*CHALLENGE:* Pick out every line in the items below that contains the word "sound", and copy those lines.

Pointing records
####################
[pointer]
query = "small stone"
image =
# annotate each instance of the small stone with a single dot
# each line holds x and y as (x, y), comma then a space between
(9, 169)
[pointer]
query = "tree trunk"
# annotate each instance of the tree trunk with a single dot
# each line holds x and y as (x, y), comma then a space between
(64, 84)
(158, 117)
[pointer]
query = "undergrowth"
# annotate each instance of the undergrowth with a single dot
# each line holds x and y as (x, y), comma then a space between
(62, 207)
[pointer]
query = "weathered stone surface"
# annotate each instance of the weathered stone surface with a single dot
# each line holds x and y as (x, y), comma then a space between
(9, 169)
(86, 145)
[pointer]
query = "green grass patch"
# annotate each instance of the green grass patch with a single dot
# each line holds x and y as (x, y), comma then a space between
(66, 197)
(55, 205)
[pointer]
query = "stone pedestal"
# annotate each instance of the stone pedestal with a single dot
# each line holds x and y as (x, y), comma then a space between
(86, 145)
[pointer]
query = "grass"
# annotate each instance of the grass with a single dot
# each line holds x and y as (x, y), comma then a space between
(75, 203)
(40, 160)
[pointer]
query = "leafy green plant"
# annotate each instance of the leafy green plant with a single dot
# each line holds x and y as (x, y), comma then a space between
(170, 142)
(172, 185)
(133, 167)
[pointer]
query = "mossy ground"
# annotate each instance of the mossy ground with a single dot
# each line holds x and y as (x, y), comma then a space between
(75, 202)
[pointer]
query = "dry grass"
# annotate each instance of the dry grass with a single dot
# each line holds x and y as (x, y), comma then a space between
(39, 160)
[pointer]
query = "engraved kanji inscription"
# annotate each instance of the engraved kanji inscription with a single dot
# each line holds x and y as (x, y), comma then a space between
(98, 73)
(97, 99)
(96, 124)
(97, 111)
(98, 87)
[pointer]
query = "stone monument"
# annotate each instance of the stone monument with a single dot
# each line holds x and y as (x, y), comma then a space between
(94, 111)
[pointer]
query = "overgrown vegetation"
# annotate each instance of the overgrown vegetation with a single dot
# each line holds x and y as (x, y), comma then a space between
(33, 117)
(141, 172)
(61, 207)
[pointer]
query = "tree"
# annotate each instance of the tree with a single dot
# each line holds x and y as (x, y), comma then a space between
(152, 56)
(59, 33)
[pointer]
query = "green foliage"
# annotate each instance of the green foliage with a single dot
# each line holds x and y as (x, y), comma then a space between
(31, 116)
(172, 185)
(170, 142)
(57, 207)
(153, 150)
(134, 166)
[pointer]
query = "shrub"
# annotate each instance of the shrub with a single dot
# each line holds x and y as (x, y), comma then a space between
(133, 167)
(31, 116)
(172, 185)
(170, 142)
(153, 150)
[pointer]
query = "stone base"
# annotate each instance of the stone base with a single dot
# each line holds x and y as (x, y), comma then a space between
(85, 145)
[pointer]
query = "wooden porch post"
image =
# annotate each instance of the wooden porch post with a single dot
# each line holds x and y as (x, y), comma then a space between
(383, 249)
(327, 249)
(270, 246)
####################
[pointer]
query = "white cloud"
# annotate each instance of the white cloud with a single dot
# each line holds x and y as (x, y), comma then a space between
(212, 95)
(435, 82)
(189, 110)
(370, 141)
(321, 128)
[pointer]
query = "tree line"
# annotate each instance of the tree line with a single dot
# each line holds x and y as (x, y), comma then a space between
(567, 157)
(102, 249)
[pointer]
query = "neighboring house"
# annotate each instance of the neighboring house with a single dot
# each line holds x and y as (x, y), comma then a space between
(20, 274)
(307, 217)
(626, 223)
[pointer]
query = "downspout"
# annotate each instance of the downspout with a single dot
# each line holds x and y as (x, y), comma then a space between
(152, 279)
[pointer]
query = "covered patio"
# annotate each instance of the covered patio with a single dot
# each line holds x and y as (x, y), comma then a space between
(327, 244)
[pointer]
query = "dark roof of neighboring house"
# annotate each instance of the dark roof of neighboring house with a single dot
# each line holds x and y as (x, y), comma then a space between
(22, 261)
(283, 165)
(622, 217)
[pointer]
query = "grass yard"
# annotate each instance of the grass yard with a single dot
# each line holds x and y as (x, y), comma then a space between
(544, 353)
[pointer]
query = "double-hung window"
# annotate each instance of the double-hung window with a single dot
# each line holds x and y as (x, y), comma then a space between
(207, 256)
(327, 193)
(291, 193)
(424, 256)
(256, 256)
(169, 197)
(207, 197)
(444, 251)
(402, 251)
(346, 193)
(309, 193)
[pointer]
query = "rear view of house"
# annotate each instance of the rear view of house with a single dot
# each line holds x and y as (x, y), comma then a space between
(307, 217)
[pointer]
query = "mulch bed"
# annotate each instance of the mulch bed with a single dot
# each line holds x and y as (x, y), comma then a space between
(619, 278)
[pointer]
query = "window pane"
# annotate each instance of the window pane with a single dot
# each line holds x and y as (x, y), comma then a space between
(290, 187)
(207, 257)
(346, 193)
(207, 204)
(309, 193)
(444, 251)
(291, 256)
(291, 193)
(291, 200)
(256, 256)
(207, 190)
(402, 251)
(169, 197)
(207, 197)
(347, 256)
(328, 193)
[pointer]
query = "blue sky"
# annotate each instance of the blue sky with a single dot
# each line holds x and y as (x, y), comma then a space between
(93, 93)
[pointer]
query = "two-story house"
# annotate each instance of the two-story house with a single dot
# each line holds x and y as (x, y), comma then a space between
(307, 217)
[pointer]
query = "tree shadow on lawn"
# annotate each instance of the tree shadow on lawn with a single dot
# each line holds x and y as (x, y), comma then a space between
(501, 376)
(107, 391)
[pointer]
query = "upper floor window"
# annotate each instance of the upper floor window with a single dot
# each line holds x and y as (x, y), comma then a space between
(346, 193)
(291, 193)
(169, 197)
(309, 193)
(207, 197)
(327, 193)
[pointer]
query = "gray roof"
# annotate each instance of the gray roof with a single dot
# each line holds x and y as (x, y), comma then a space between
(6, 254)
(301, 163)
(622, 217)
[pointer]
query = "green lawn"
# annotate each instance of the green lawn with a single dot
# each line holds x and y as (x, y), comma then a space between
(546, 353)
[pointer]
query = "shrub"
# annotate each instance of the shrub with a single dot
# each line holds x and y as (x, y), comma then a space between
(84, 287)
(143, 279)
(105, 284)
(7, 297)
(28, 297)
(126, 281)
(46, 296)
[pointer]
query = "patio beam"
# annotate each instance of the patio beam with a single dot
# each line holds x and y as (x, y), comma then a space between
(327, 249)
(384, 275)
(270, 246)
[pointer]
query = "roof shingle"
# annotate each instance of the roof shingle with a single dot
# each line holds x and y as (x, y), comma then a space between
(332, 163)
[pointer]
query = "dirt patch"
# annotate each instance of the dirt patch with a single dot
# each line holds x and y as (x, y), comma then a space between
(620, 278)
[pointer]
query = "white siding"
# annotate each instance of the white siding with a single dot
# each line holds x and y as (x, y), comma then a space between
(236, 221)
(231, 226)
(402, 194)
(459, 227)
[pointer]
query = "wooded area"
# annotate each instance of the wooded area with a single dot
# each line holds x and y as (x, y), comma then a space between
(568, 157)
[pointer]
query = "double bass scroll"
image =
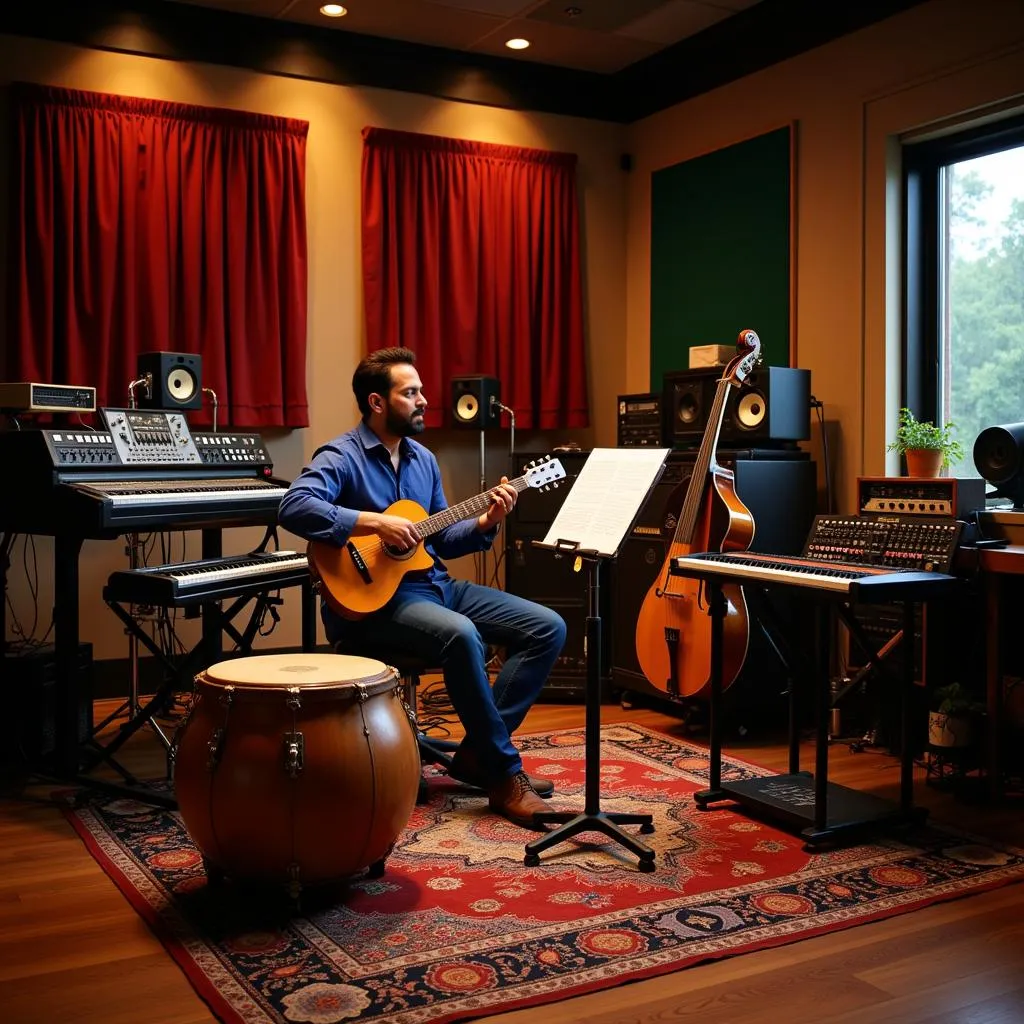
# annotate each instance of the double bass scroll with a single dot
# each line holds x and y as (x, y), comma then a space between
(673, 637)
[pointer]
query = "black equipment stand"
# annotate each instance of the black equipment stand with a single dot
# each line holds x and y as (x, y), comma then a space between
####################
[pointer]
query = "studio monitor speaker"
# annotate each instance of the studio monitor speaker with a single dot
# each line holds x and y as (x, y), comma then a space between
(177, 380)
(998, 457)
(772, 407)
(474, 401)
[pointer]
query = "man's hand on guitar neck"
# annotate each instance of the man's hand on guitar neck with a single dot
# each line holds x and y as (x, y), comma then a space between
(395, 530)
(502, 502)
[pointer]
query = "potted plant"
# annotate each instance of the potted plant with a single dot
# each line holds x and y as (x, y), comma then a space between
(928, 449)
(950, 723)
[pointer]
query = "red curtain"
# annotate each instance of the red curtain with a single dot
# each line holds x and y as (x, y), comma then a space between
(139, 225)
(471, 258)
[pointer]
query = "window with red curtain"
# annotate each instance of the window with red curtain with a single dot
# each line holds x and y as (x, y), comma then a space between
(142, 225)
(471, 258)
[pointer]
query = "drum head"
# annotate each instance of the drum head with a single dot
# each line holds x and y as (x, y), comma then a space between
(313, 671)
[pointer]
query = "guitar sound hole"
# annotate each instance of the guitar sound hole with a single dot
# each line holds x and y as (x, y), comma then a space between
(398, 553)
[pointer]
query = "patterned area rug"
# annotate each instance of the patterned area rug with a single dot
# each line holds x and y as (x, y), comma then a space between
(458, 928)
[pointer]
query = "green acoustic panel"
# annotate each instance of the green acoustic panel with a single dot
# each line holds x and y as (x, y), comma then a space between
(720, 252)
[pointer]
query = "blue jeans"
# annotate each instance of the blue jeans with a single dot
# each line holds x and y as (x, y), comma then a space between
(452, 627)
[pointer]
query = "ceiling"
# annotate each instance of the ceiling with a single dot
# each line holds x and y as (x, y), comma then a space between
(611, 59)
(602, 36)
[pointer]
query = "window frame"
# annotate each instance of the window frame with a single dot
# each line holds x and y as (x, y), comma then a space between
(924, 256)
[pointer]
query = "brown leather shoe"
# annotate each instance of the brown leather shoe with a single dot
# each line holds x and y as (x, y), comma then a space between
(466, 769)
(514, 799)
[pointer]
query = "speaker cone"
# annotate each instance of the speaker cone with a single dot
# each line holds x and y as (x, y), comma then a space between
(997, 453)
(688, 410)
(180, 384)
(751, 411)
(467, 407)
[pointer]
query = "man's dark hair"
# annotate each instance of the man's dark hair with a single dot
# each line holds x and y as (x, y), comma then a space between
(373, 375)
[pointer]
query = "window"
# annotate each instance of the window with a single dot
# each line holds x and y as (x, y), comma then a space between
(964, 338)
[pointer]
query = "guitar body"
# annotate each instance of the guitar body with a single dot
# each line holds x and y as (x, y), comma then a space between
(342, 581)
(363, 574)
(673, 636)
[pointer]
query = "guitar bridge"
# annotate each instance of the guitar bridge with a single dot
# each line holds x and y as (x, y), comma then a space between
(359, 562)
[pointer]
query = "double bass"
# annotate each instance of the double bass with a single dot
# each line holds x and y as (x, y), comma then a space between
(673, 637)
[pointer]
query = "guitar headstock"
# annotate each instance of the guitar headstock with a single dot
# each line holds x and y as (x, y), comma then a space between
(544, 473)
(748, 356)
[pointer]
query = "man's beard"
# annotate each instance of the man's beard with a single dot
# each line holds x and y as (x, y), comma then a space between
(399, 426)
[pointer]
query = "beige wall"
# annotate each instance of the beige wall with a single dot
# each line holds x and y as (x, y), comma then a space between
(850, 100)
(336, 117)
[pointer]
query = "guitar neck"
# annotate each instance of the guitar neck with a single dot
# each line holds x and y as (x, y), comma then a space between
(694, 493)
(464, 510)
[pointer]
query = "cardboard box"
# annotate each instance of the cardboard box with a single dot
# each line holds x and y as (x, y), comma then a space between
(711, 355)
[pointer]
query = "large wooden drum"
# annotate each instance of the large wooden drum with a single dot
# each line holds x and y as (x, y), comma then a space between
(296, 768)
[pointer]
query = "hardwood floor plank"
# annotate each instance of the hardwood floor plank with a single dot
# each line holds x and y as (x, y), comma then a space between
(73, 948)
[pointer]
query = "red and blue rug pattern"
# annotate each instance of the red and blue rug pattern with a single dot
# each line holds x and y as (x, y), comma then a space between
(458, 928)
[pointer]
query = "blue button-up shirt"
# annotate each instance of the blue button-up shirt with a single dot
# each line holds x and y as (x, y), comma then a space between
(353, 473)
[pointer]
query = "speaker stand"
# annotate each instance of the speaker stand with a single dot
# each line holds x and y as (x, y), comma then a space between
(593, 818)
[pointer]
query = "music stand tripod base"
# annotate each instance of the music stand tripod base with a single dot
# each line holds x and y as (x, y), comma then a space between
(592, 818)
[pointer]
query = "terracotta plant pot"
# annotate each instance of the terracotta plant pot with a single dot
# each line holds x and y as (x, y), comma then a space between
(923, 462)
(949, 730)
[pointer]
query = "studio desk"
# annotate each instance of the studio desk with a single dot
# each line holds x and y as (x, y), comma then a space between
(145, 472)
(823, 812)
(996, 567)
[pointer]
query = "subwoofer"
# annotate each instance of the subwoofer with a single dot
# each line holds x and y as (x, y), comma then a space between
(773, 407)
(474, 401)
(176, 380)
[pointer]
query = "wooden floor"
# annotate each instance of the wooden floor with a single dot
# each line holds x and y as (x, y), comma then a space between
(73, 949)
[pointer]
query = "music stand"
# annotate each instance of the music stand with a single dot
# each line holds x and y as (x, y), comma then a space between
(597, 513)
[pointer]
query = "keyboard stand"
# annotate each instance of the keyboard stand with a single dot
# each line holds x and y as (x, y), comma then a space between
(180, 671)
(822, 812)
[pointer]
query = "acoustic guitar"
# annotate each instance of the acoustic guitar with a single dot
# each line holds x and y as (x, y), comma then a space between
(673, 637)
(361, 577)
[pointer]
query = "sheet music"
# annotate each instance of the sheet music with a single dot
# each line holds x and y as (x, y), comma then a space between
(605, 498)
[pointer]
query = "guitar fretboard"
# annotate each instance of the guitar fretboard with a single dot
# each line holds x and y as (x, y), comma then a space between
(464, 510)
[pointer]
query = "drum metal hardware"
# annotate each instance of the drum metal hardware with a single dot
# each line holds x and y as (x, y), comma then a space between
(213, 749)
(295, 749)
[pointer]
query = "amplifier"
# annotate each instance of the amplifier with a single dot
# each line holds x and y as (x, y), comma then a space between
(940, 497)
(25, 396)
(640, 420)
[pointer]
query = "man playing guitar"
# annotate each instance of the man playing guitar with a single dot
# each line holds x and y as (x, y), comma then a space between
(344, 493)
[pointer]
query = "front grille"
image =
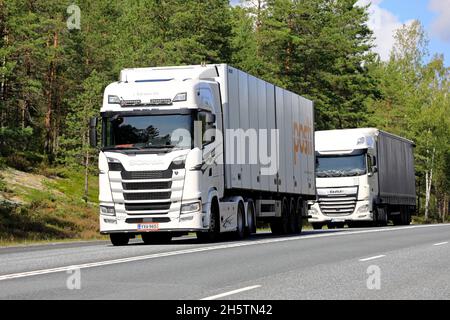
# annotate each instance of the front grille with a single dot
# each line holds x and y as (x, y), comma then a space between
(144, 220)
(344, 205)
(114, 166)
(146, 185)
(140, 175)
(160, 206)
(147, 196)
####################
*EXERCISE RESPONSE:*
query = "guitar sound hole"
# annotate each instance of the guitar sound hole with a single dot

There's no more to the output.